**TASK DESCRIPTION**
Using the article on Robert Jones Jr. below, decide whether each statement agrees with it: (a) Jones started his Son of Baldwin blog in 2008; (b) The Prophets won the 2021 National Book Award for Fiction; (c) in The Prophets, Amos seeks Paul's favor in hopes of being allowed to marry. Answer yes or no for each and quote the deciding words.

**SOURCE DOCUMENT**

%%

= Robert Jones Jr. =

American author

Robert Jones Jr. is an American author who is known for his 2021 debut novel The Prophets which was a finalist for the 2021 National Book Award for Fiction and won the 2022 Edmund White Award. Jones was previously known by his pen name "Son of Baldwin" (referencing author James Baldwin, whom Jones considers an inspiration). Beginning in 2008, he had contributed to his blog, also called Son of Baldwin, in which he discussed topics of race, sexuality, gender and disability. In 2022, Jones retired the Son of Baldwin blog and social media community. Jones's short story "Freedom Is Not for Myself Alone" was included in the anthology The 1619 Project: A New Origin Story.

== Early life ==
Jones grew up in Brooklyn, New York City and attended Brooklyn College. He had been developing his first manuscript, The Prophets, for 13 years when he was discovered by author Kiese Laymon, who helped him publish the work.

== Career ==
The Prophets tells the story of two enslaved men, Samuel and Isaiah, who form a loving relationship on a cotton plantation in Mississippi known as Empty. Their relationship is strained as another slave, Amos, discovers their relationship and condemns it as un-natural. Amos appeals to the slaveowner Paul to allow him to act as a preacher to the plantation so that he can spread the word of God to make the slaves more servile. Amos hopes to win the favor of Paul so that he may be allowed to marry. Amos turns the plantation against Samuel and Isaiah by teaching them that homosexuality is a sin and should be shunned. To further add to their distress, Samuel and Isaiah are expected by their owner to impregnate the female slaves to assist in growth of the plantation. Other times throughout the novel, the narrative travels to the past to tell the stories of the slaves' ancestors in Africa.

%%

**ENTRIES SHOWN**

%%

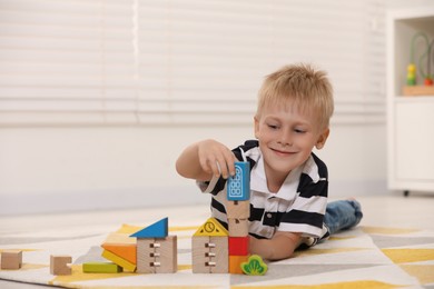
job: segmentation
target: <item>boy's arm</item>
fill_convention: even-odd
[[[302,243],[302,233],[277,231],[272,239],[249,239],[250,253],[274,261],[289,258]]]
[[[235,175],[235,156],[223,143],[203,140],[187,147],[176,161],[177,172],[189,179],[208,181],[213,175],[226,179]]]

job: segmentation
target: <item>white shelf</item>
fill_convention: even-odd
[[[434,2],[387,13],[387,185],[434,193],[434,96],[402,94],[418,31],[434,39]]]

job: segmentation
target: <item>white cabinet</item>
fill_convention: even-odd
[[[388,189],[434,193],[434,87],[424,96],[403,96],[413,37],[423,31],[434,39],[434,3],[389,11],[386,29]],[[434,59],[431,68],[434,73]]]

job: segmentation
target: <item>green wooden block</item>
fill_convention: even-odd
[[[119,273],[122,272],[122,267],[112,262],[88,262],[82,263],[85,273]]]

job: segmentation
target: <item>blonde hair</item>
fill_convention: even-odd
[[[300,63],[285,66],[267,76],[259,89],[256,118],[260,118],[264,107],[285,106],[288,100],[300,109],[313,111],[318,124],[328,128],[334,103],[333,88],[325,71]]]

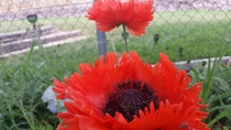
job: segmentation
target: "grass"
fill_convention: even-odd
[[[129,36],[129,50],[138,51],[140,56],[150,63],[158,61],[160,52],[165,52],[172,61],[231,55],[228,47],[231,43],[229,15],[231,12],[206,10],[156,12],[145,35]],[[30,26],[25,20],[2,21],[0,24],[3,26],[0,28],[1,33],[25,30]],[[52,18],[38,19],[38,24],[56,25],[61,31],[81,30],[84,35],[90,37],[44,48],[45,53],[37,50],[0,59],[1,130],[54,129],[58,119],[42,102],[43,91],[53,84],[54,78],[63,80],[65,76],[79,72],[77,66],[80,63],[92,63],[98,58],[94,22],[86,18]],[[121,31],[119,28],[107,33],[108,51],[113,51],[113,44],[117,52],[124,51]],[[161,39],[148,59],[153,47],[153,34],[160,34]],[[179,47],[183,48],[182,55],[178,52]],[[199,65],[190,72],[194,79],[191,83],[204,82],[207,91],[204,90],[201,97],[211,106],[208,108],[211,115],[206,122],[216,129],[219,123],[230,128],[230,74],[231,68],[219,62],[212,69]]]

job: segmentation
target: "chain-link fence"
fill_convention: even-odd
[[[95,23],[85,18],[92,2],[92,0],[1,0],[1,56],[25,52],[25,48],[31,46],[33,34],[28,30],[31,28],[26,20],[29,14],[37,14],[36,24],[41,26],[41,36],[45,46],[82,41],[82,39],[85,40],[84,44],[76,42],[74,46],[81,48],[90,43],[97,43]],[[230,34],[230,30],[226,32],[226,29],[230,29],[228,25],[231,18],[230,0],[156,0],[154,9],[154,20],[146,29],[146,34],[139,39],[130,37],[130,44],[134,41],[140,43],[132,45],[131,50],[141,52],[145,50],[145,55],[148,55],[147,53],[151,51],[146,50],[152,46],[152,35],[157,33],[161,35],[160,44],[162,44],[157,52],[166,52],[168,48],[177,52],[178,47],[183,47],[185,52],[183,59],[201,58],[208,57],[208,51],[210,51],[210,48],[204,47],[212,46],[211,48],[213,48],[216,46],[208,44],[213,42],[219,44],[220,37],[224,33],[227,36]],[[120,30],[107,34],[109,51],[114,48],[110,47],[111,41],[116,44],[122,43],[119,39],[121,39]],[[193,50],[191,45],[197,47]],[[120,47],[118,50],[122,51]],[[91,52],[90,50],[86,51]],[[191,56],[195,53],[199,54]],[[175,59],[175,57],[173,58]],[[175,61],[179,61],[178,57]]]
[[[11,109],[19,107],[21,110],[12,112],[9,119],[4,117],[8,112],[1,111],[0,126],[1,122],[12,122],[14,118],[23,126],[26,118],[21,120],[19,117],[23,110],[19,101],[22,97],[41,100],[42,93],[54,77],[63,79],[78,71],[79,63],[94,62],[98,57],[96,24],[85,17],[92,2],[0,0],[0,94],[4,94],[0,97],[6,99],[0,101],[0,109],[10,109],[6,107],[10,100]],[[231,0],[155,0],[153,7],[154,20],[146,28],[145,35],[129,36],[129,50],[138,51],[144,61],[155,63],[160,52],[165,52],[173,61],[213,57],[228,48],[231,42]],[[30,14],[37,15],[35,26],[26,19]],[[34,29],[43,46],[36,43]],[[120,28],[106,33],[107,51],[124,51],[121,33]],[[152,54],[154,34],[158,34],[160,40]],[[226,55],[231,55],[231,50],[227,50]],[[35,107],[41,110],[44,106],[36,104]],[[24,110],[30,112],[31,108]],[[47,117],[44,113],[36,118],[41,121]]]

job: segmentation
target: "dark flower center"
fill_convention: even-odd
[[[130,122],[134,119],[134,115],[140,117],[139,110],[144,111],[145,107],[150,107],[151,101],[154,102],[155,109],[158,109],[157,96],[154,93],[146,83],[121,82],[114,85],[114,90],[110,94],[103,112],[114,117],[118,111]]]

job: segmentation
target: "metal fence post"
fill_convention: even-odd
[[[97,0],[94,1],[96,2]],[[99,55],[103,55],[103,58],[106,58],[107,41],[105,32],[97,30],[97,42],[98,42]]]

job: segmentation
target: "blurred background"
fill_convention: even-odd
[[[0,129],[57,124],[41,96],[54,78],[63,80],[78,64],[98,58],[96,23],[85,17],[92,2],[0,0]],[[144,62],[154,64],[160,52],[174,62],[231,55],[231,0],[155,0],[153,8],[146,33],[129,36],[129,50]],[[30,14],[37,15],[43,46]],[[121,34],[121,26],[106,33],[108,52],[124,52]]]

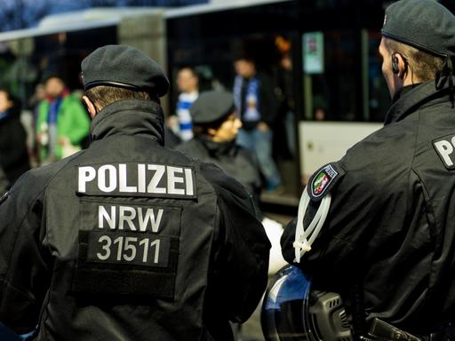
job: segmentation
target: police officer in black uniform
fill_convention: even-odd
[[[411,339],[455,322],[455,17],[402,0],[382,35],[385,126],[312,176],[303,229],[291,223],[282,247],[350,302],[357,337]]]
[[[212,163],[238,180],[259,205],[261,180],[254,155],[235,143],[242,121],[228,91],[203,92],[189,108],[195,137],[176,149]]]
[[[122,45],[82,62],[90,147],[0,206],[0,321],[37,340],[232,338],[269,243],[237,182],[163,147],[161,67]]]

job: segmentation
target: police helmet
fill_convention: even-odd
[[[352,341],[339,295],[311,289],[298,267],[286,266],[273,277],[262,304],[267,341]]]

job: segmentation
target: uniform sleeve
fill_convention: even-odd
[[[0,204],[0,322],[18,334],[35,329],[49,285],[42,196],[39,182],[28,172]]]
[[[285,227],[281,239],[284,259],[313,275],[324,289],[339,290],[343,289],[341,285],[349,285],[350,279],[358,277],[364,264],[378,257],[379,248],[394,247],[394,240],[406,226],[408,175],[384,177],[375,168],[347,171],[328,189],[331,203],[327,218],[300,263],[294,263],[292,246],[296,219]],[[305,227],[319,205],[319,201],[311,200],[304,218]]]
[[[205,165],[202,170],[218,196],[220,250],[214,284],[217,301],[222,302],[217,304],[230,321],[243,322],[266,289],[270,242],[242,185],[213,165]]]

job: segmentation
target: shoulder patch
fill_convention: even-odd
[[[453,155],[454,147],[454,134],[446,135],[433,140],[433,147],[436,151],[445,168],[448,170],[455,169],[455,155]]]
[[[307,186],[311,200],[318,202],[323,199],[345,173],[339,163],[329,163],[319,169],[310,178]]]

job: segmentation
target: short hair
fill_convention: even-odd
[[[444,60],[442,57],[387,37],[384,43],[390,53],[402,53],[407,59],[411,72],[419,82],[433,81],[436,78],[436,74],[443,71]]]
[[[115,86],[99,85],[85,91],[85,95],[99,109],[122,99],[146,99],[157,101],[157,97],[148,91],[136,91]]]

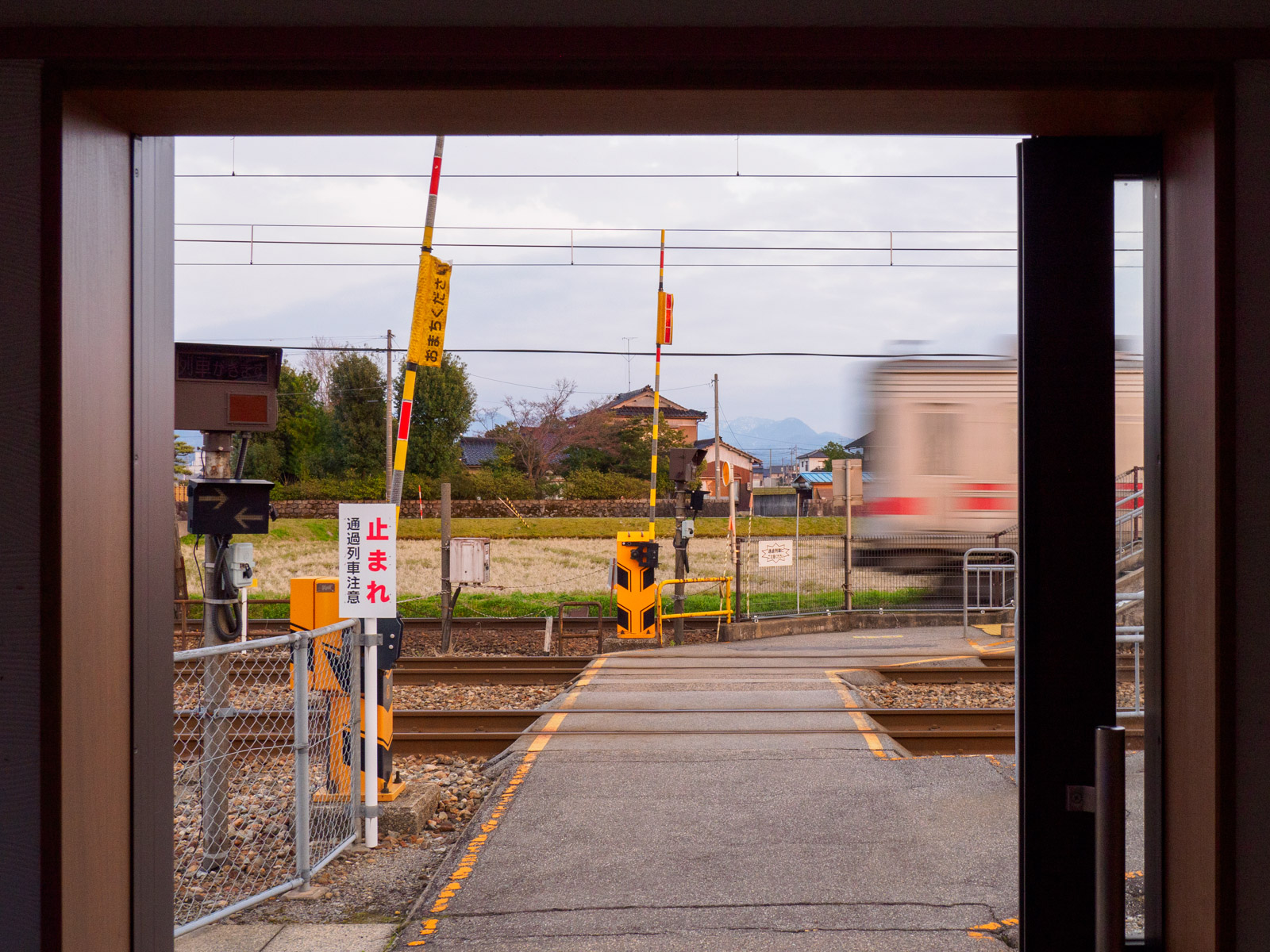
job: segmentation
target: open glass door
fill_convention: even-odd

%%

**RESULT OF THE EXERCISE**
(a) Yes: "Beginning in 2008, he had contributed to his blog, also called Son of Baldwin"
(b) No: "was a finalist for the 2021 National Book Award for Fiction"
(c) Yes: "Amos hopes to win the favor of Paul so that he may be allowed to marry."